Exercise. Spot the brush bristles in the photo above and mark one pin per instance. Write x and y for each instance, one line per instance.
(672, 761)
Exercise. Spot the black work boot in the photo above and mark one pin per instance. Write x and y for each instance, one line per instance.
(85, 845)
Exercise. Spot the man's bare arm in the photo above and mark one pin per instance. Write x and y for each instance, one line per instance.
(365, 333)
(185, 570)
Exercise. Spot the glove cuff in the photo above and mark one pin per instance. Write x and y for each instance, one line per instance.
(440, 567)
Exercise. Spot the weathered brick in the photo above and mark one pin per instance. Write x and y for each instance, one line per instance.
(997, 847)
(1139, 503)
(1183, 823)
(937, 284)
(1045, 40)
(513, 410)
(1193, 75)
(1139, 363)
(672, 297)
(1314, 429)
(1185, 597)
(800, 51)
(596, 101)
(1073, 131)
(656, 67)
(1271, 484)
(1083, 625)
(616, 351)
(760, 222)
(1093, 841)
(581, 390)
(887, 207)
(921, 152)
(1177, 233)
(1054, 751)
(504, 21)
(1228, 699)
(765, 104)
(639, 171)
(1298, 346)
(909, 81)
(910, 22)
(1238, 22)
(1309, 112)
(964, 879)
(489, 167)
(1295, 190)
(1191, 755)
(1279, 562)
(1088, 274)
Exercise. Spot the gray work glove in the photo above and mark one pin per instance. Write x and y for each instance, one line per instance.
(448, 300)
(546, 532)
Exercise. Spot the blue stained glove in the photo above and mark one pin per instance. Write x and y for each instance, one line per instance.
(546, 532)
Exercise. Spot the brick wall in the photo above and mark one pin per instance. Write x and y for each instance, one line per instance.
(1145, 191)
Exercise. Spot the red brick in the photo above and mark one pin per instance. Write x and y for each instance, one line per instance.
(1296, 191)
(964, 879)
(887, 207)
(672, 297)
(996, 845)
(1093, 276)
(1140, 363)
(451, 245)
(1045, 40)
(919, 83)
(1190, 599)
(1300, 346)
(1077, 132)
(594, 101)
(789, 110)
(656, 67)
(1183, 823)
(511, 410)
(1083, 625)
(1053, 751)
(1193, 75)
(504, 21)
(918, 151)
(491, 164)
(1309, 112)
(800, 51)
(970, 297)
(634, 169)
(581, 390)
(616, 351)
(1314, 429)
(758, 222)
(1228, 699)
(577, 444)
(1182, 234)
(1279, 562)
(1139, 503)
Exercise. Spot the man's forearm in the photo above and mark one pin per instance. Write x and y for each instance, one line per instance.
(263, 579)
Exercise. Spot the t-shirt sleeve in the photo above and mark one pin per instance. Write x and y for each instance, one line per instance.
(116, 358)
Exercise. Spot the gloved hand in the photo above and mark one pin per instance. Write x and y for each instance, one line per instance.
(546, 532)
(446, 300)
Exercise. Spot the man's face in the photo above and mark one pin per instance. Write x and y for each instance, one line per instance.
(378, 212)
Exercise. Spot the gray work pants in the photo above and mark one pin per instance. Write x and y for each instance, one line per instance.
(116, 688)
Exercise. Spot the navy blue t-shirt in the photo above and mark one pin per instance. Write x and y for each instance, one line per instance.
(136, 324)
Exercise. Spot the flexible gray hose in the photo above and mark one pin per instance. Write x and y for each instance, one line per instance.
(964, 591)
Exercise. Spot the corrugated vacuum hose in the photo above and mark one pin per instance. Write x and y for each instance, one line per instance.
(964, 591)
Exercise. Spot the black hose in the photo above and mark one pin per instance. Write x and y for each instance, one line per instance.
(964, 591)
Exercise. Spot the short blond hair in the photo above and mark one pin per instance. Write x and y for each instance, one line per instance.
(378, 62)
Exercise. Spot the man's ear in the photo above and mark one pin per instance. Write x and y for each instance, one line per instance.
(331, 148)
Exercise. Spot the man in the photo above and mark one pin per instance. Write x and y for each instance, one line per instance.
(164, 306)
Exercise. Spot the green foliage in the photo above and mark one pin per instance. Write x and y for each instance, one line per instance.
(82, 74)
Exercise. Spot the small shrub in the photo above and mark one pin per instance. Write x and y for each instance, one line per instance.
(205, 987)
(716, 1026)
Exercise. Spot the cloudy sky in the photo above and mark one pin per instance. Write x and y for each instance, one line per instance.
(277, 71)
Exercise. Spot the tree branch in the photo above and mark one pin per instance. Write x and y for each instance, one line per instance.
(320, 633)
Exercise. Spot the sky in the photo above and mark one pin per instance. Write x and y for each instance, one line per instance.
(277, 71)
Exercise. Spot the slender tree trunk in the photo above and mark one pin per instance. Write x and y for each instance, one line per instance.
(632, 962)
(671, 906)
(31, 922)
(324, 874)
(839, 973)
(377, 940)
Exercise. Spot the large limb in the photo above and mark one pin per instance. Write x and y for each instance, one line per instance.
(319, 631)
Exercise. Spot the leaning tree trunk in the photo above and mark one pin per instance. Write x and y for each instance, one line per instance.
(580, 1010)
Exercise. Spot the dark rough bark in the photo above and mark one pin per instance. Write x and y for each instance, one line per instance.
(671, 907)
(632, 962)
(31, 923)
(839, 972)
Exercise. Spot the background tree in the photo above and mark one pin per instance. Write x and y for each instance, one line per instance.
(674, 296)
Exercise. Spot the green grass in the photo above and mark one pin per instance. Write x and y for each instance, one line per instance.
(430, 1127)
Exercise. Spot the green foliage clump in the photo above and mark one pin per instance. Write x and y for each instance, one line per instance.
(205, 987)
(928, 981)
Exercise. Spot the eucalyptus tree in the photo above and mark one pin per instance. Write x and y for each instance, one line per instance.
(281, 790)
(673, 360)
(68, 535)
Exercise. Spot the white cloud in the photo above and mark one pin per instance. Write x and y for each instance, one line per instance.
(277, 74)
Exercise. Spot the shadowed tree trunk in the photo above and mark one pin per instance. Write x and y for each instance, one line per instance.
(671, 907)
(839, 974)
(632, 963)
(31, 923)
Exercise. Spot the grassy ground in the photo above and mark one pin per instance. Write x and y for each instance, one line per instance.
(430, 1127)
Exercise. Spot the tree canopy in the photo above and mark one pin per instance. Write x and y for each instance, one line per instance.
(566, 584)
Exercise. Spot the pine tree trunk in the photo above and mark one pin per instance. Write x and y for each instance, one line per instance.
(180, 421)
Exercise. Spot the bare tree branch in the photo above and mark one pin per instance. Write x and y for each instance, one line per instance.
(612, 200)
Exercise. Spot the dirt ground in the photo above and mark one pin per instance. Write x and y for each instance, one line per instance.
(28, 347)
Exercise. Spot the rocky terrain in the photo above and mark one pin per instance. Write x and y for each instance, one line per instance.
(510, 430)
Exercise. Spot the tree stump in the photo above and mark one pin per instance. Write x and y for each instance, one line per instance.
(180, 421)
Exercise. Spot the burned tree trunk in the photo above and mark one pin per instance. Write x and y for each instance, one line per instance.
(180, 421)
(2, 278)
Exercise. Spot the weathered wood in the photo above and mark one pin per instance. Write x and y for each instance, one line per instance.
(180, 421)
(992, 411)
————————
**To do:**
For each record above, print an exact copy.

**Exercise answer:**
Exercise. Spot the brush bristles in the photo above and mark one pin per instance. Write x and y for each instance, one line per instance.
(672, 761)
Exercise. Spot the black work boot in the photo above and mark one pin per instance. Write x and y for each instance, one line per instance.
(85, 845)
Exercise. Spot the man's bare arm in the photo above and mark one pin per instance. Write x and y for each instance, one line per instance.
(365, 333)
(185, 570)
Exercise. Spot the glove cuff in the photo above and mark one pin per instance. Write x and y for each instance, one line per instance.
(440, 567)
Exercise. Spot the weathered brick in the photo above and mark one pin per instance. Write x and y for each instance, one line per instance.
(997, 847)
(1139, 503)
(1183, 823)
(937, 284)
(1045, 40)
(513, 410)
(1193, 75)
(1139, 363)
(672, 297)
(1314, 429)
(1185, 597)
(800, 51)
(596, 101)
(1073, 131)
(656, 67)
(1271, 484)
(1083, 625)
(616, 351)
(760, 222)
(1093, 841)
(581, 390)
(887, 207)
(921, 152)
(1177, 233)
(1054, 751)
(504, 21)
(1228, 699)
(765, 104)
(639, 171)
(1298, 346)
(909, 81)
(910, 22)
(1238, 22)
(1309, 112)
(964, 879)
(489, 167)
(1295, 190)
(1191, 755)
(1279, 562)
(1088, 274)
Exercise. Spot the gray work glove in the photo above and mark one pin per instance. Write x and y for each instance, one line per instance.
(448, 300)
(546, 532)
Exercise. Spot the blue stained glove in the photo above and mark one pin per instance. Write x and y for each instance, one line per instance.
(546, 532)
Exercise. Spot the brick wall in the photo above and mark one pin per instance. Write x and y for each instance, one line per instance.
(1145, 191)
Exercise. Spot the red brick in the photo above and mark one pin per instance. Write x and y for each instance, one line per instance.
(1296, 191)
(964, 879)
(887, 207)
(672, 297)
(996, 845)
(1093, 276)
(1140, 363)
(451, 245)
(1045, 40)
(919, 83)
(1190, 599)
(1300, 346)
(1077, 132)
(594, 101)
(789, 110)
(656, 67)
(1183, 823)
(511, 410)
(1083, 625)
(1053, 751)
(1193, 75)
(504, 21)
(918, 151)
(491, 164)
(1309, 112)
(800, 51)
(970, 297)
(634, 169)
(581, 390)
(616, 351)
(1314, 429)
(758, 222)
(1228, 699)
(577, 444)
(1182, 234)
(1279, 562)
(1139, 503)
Exercise. Spot the man's forearm in the photo above and mark one pin per instance. Write x and y for each instance, one line per instance.
(263, 579)
Exercise. Spot the t-shirt sleeve in the photo above and mark one pin per instance. Write x and y for each instance, one line per instance.
(116, 358)
Exercise. Spot the gloved hand in the photo above and mark one pin per instance. Write x and y for each instance, one line per instance.
(546, 532)
(446, 300)
Exercise. Spot the man's face in the photo above and mark one pin per instance. Write x and y for each instance, one line per instance.
(378, 212)
Exercise. Spot the gray work pants in the photo above and mark one pin per instance. Write x and y for each instance, one line per instance.
(116, 688)
Exercise. Spot the navy blue t-shirt in the photo above and mark one pin per instance. Write x and y for each instance, one line per instance.
(136, 324)
Exercise. Spot the flexible gray hose in the photo above and mark one pin per instance. Write x and y for each instance, one line per instance.
(964, 591)
Exercise. Spot the corrugated vacuum hose in the photo above and mark one pin per instance. Write x and y for each instance, one line per instance.
(964, 591)
Exercise. Spot the black hose in the photo above and mark one pin per instance. Write x and y for each instance, one line per instance.
(964, 591)
Exercise. Spot the short blond hair in the photo above and mark one pin per instance. Write x and y for each instance, one line per instance.
(378, 62)
Exercise. Spot the man's ear in the photo above and mark one pin per instance. Write x and y for each instance, one line per instance.
(331, 148)
Exercise. Spot the man in the photo above and mark one pin per instance. Write x and y for each instance, one line per instance.
(164, 306)
Exercise. Spot the green foliage in the photo above and mark one pin per instance. Write x and y for each instance, one line per instance.
(82, 74)
Exercise. Spot the small shrub in the photo above and mark one pin per instance. Write x and y for each instance, one line per instance.
(205, 987)
(716, 1026)
Exercise. Spot the cloudy sky in the photo above and mark one pin per instance. Write x and y for each instance, one line per instance.
(277, 71)
Exercise. Spot the tree branch in the photo above and mark one pin per instance. Write x and y for each instance, one line per instance.
(320, 633)
Exercise. Spot the sky in the photo above and mark one pin per instance. Write x and y for each instance, one line per instance.
(277, 71)
Exercise. Spot the slender tree trunk in the photo above and mark one pin per instance. Write x and y for each instance, one line per instance.
(632, 962)
(671, 906)
(31, 922)
(324, 874)
(839, 973)
(377, 940)
Exercise. Spot the large limb in the photo above and mark one pin per instance. Write x and y for each instance, one line per instance.
(319, 631)
Exercise. Spot the leaning tree trunk in the photo above and mark one pin per instance. Write x and y for each instance, one line per instance.
(580, 1010)
Exercise. Spot the dark rough bark in the photo above and mark one pin per instance. Write x and y for each instance, one line per instance.
(671, 907)
(632, 962)
(31, 923)
(839, 972)
Exercise. Spot the background tree in the photo above and mark one pin per instance. Write x and y for each instance, one line per instance.
(674, 296)
Exercise. Spot the green grass in the photo above and mark one pin per instance. Write x and y for each instance, one line per instance.
(430, 1127)
Exercise. Spot the green foliage clump in the photo above and mark one pin per instance. Write x and y for each instance, one line per instance.
(205, 987)
(928, 981)
Exercise. Spot the eucalyptus tree in the photo above and mark one pin per instance. Write x and y for each instance, one line per instance.
(281, 790)
(673, 360)
(68, 535)
Exercise. Spot the white cloud in the photo above and mark one pin per instance. Write x and y for each instance, one line per instance.
(277, 74)
Exercise. Spot the shadowed tree trunk in the photo above and mark one pin per instance. Write x and y for each instance, one line per instance.
(671, 907)
(839, 974)
(632, 963)
(31, 923)
Exercise. Spot the grassy ground in the photo above and mark one pin per instance. Write x and y for each instance, one line per instance.
(430, 1127)
Exercise. Spot the tree canopy in the photo above and mark one pin per instance. Write x and y for each instance, one line per instance.
(566, 584)
Exercise. Spot the pine tree trunk in the photo above and mark one pin per instance. Write x and y for each instance, one line per instance.
(180, 421)
Exercise. Spot the bare tree branch in the photo above and mark one pin per instance. Write x and y for each instance, one line per instance.
(612, 200)
Exercise. Spot the dirt ground in the photo above and mark one pin per instance. Write x and y for each instance, one line per instance.
(28, 347)
Exercise. Spot the rocky terrain in the photo above and mark one pin per instance. Write x and y for each instance, one line per instance.
(510, 430)
Exercise. Spot the tree stump in the photo above and mark one pin per instance. Write x and y for each instance, one line per instance.
(180, 421)
Exercise. Spot the burned tree trunk in the photo above and mark one pin per instance. Write x and y for each instance, one line per instance.
(180, 421)
(2, 278)
Exercise. Spot the weathered wood in the photo above and mark one pin per instance. Write x and y for each instance, one line per instance.
(180, 421)
(992, 411)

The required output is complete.